**Work to complete:** Establish the number of lines below that contain the string "matching". State that number alone.

Items from a data source:
↓
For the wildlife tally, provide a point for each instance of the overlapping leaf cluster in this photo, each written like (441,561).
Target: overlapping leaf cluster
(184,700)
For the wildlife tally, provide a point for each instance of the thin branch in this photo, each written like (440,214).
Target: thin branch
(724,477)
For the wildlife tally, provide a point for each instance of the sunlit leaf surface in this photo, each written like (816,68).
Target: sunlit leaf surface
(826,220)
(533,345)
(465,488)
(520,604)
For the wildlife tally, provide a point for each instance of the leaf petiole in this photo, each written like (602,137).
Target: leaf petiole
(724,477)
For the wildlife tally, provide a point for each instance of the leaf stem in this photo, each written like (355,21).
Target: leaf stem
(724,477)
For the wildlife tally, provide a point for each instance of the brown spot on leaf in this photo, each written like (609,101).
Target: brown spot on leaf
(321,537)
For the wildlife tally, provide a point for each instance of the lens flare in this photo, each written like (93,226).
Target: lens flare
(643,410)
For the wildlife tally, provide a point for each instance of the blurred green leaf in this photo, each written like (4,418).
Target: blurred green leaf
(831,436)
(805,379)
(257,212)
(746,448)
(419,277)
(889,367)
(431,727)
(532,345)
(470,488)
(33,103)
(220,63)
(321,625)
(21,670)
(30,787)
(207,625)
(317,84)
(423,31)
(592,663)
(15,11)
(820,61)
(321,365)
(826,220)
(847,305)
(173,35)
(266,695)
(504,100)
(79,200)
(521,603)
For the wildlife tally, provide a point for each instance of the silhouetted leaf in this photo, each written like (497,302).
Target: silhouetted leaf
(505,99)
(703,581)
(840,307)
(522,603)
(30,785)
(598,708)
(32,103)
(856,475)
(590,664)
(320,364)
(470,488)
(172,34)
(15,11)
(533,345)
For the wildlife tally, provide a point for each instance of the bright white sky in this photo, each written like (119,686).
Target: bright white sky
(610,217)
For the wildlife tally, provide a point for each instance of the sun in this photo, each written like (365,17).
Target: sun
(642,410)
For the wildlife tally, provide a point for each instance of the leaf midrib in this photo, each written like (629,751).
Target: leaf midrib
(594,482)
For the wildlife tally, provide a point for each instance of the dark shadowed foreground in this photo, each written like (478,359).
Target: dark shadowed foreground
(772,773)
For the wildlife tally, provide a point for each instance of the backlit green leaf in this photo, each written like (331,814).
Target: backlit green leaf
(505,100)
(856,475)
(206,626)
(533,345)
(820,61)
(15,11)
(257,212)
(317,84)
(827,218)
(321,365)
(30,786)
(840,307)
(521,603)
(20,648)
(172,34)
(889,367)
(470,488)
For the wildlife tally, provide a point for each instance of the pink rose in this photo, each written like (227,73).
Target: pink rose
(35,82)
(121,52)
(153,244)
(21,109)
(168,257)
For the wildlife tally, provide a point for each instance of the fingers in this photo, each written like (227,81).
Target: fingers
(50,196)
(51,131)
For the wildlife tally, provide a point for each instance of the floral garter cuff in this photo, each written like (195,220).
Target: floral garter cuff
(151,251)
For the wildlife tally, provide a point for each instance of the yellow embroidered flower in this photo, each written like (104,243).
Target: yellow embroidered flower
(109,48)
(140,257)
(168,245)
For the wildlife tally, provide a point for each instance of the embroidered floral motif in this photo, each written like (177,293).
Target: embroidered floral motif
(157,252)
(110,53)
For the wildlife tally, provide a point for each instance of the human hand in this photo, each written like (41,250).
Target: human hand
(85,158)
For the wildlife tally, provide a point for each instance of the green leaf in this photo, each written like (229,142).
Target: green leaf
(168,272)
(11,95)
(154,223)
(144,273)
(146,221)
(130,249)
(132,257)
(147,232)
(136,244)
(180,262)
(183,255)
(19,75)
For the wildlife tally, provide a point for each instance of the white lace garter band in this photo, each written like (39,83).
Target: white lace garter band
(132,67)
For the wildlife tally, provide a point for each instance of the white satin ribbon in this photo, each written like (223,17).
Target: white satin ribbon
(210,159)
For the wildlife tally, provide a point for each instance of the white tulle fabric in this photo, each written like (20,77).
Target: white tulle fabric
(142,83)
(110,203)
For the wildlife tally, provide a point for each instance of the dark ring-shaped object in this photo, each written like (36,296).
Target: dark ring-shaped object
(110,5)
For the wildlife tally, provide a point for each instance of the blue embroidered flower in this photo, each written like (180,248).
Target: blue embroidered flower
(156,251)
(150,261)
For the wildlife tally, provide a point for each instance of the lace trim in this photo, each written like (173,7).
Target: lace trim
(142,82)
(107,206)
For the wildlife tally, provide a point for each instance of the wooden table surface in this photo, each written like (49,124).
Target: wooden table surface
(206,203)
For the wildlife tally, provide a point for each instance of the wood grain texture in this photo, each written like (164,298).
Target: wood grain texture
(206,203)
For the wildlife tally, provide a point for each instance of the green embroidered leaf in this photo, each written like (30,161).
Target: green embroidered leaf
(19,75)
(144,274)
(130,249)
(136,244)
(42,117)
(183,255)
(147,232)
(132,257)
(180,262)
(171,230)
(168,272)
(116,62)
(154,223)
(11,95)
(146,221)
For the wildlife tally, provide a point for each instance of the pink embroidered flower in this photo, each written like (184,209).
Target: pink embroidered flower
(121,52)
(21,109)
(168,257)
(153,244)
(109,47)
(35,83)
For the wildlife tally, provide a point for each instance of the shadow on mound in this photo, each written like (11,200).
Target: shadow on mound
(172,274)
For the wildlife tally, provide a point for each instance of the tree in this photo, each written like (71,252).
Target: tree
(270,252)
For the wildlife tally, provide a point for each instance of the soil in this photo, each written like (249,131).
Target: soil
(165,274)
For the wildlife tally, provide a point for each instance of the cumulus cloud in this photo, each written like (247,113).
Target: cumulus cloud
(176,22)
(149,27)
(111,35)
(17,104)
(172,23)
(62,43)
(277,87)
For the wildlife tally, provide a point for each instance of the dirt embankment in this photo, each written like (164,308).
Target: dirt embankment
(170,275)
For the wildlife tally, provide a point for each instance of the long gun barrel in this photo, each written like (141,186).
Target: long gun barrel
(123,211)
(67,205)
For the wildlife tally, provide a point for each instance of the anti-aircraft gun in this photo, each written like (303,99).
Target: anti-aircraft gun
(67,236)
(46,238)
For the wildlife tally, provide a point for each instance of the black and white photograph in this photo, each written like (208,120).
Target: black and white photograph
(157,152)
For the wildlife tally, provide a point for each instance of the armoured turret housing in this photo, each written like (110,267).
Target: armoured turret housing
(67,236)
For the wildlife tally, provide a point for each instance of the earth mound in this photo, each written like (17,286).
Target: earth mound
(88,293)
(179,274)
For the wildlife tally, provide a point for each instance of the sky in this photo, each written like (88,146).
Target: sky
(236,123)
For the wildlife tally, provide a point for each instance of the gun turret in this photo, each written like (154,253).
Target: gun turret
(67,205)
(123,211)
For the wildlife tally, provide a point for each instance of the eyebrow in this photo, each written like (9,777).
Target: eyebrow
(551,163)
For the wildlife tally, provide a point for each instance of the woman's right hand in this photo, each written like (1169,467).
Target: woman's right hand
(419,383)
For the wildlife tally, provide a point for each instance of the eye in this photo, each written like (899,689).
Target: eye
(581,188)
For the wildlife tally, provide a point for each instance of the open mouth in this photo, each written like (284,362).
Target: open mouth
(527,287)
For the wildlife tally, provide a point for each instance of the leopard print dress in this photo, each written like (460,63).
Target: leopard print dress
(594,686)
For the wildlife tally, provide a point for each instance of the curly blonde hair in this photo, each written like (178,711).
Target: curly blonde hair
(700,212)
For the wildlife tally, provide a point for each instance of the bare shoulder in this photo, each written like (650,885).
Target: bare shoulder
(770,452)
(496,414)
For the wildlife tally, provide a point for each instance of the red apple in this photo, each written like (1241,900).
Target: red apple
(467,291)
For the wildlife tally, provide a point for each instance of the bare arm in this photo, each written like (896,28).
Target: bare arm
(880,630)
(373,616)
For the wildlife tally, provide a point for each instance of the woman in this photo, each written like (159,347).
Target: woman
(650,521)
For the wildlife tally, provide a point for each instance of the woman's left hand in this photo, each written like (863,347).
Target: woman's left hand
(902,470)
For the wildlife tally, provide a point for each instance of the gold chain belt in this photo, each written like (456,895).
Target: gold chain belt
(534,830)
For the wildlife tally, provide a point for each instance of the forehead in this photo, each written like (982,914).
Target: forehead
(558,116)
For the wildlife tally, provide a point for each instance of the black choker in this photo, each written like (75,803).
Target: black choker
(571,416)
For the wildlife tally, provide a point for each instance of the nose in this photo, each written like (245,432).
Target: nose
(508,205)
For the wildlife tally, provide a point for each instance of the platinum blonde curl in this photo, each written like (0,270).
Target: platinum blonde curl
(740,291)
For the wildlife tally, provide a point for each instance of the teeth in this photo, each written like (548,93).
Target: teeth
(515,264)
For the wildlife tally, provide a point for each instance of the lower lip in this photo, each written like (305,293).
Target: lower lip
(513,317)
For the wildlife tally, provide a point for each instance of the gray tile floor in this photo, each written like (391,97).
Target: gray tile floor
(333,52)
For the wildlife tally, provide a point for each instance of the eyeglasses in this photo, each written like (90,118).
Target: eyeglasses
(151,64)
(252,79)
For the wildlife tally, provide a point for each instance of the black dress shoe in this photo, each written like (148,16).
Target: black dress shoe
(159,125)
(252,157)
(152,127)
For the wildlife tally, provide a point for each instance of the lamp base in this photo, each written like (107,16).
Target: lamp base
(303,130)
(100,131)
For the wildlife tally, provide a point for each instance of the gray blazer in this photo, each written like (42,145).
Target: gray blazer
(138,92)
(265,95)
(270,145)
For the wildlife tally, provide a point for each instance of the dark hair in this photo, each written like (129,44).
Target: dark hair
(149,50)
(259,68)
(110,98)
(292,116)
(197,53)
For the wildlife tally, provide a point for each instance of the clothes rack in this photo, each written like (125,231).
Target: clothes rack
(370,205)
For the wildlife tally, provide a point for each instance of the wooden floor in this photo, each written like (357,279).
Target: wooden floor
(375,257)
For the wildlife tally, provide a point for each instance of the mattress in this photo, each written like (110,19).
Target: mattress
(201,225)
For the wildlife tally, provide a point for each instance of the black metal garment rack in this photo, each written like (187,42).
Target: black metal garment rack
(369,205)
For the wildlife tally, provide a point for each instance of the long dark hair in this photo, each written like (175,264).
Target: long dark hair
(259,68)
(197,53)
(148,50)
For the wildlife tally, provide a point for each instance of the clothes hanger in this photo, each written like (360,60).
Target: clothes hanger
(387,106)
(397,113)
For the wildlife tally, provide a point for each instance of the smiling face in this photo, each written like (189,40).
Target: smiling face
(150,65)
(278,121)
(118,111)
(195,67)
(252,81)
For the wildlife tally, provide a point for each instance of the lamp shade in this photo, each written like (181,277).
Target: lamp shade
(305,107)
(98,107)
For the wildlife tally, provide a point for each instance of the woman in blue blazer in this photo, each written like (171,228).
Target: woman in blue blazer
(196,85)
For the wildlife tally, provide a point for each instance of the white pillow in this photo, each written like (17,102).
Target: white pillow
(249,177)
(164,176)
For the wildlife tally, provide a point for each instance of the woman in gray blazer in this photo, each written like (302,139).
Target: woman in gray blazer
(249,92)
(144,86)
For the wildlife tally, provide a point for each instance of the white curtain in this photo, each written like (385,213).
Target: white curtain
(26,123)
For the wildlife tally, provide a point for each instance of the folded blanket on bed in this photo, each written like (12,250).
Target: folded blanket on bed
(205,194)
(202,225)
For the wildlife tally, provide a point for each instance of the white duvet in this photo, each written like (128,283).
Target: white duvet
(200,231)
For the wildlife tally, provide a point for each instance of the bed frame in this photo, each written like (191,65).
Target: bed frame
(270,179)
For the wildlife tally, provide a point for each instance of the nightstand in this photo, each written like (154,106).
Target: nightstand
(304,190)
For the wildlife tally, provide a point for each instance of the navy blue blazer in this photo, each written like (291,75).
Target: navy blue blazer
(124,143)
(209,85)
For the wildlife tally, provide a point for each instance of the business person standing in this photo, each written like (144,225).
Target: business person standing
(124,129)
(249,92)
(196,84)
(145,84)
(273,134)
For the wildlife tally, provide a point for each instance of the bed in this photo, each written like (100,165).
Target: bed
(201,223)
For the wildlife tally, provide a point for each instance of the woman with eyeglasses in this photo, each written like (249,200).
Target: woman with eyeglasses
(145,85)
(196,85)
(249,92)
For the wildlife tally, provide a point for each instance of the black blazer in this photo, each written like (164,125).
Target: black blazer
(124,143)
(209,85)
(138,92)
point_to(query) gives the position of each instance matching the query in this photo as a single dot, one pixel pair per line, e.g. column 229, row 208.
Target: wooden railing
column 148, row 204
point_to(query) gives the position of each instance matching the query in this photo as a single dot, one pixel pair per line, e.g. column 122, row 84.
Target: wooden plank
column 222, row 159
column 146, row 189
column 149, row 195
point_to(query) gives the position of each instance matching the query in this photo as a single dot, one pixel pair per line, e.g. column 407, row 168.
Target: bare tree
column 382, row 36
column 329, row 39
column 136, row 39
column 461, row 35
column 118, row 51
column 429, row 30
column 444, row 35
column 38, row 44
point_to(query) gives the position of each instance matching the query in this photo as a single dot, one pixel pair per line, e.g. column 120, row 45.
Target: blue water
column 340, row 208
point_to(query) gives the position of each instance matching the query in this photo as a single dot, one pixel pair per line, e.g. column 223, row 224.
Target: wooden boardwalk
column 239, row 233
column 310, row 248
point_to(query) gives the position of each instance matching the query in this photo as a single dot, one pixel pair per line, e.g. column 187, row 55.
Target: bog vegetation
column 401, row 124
↑
**Response box:** 6